WHAT THE EXERCISE ASKS: Rewrite every line of the items below as a numbered list, leaving out any blank lines.
— START MATERIAL FOR THIS TASK —
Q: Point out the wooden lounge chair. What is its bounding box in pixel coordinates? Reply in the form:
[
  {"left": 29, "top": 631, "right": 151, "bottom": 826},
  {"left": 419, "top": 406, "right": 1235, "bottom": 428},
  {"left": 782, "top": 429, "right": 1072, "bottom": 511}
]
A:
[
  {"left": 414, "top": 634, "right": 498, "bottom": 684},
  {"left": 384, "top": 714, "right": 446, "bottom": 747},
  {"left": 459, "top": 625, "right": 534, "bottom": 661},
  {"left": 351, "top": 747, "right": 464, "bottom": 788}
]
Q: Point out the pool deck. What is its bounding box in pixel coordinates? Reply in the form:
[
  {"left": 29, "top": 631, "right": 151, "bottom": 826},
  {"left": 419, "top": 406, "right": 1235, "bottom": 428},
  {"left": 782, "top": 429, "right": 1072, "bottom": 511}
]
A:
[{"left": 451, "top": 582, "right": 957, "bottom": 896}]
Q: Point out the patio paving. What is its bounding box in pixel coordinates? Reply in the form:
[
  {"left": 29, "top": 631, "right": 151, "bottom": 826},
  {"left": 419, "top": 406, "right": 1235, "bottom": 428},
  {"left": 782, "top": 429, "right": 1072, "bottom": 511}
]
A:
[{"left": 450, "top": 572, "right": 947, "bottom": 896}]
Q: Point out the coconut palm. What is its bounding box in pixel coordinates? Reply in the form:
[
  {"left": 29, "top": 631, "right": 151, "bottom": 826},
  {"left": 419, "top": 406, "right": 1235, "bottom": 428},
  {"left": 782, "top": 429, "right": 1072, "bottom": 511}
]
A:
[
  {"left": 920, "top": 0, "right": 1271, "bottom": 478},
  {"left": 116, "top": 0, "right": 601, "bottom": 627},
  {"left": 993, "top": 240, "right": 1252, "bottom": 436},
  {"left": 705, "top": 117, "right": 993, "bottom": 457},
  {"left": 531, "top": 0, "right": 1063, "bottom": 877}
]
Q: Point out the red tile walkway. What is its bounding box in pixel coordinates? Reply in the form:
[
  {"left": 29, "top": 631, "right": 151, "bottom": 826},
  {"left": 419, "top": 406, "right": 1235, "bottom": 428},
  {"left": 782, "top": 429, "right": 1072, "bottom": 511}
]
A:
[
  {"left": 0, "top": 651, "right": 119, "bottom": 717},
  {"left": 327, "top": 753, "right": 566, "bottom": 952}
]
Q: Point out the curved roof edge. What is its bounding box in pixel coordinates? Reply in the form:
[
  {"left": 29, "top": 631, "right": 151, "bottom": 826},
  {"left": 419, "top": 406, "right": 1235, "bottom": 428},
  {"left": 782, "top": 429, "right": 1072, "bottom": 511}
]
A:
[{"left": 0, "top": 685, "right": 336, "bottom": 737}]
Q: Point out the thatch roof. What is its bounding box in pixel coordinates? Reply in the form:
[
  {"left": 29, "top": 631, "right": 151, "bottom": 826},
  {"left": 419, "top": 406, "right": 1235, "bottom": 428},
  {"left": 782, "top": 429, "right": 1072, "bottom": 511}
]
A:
— END MATERIAL FOR THIS TASK —
WRITTEN ANSWER:
1. Q: Point out the wooden lounge chair. What is its bounding box in pixel coordinates? Reply in the form:
2. [
3.   {"left": 29, "top": 631, "right": 151, "bottom": 826},
4.   {"left": 419, "top": 406, "right": 1235, "bottom": 428},
5.   {"left": 782, "top": 429, "right": 1072, "bottom": 511}
6. ]
7. A:
8. [
9.   {"left": 414, "top": 634, "right": 498, "bottom": 684},
10.   {"left": 384, "top": 714, "right": 446, "bottom": 747},
11.   {"left": 459, "top": 625, "right": 534, "bottom": 661},
12.   {"left": 351, "top": 747, "right": 464, "bottom": 788}
13. ]
14. Q: Point out the pool deck. What is its bounding box in pixel coordinates? Reply in the form:
15. [
16.   {"left": 29, "top": 631, "right": 151, "bottom": 826},
17.   {"left": 419, "top": 406, "right": 1235, "bottom": 428},
18.   {"left": 782, "top": 429, "right": 1072, "bottom": 511}
19. ]
20. A:
21. [{"left": 451, "top": 582, "right": 957, "bottom": 896}]
22. Q: Point out the patio paving. What is its bounding box in pixel coordinates? Reply in the form:
23. [
24.   {"left": 29, "top": 631, "right": 151, "bottom": 826},
25.   {"left": 419, "top": 406, "right": 1235, "bottom": 428},
26.   {"left": 782, "top": 429, "right": 1072, "bottom": 511}
27. ]
28. A:
29. [{"left": 450, "top": 572, "right": 947, "bottom": 896}]
30. Q: Point out the coconut palm. What is its bounding box in pixel coordinates? Reply in the form:
31. [
32.   {"left": 29, "top": 631, "right": 151, "bottom": 826},
33.   {"left": 419, "top": 406, "right": 1235, "bottom": 428},
34.   {"left": 782, "top": 429, "right": 1072, "bottom": 511}
35. ]
36. A:
37. [
38.   {"left": 920, "top": 0, "right": 1271, "bottom": 478},
39.   {"left": 116, "top": 0, "right": 601, "bottom": 627},
40.   {"left": 993, "top": 240, "right": 1252, "bottom": 436},
41.   {"left": 705, "top": 117, "right": 993, "bottom": 457},
42.   {"left": 531, "top": 0, "right": 1063, "bottom": 877}
43. ]
44. Q: Point out the red tile walkway. What is its bounding box in pixel coordinates? Reply in the form:
45. [
46.   {"left": 29, "top": 631, "right": 151, "bottom": 826},
47.   {"left": 419, "top": 406, "right": 1235, "bottom": 428},
48.   {"left": 782, "top": 429, "right": 1072, "bottom": 511}
49. ]
50. A:
51. [
52.   {"left": 0, "top": 651, "right": 119, "bottom": 717},
53.   {"left": 327, "top": 753, "right": 566, "bottom": 952}
54. ]
55. Q: Point out the curved roof edge. What is its bounding box in pixel coordinates? Reply in the form:
56. [
57.   {"left": 29, "top": 631, "right": 151, "bottom": 826},
58.   {"left": 419, "top": 406, "right": 1235, "bottom": 428},
59.   {"left": 782, "top": 429, "right": 1072, "bottom": 511}
60. ]
61. A:
62. [{"left": 0, "top": 685, "right": 336, "bottom": 737}]
63. Q: Point out the thatch roof. What is its bounding box in pixel coordinates? Reply in the form:
64. [
65.   {"left": 29, "top": 631, "right": 151, "bottom": 826},
66.   {"left": 419, "top": 406, "right": 1235, "bottom": 428},
67.   {"left": 782, "top": 429, "right": 1072, "bottom": 511}
68. ]
69. A:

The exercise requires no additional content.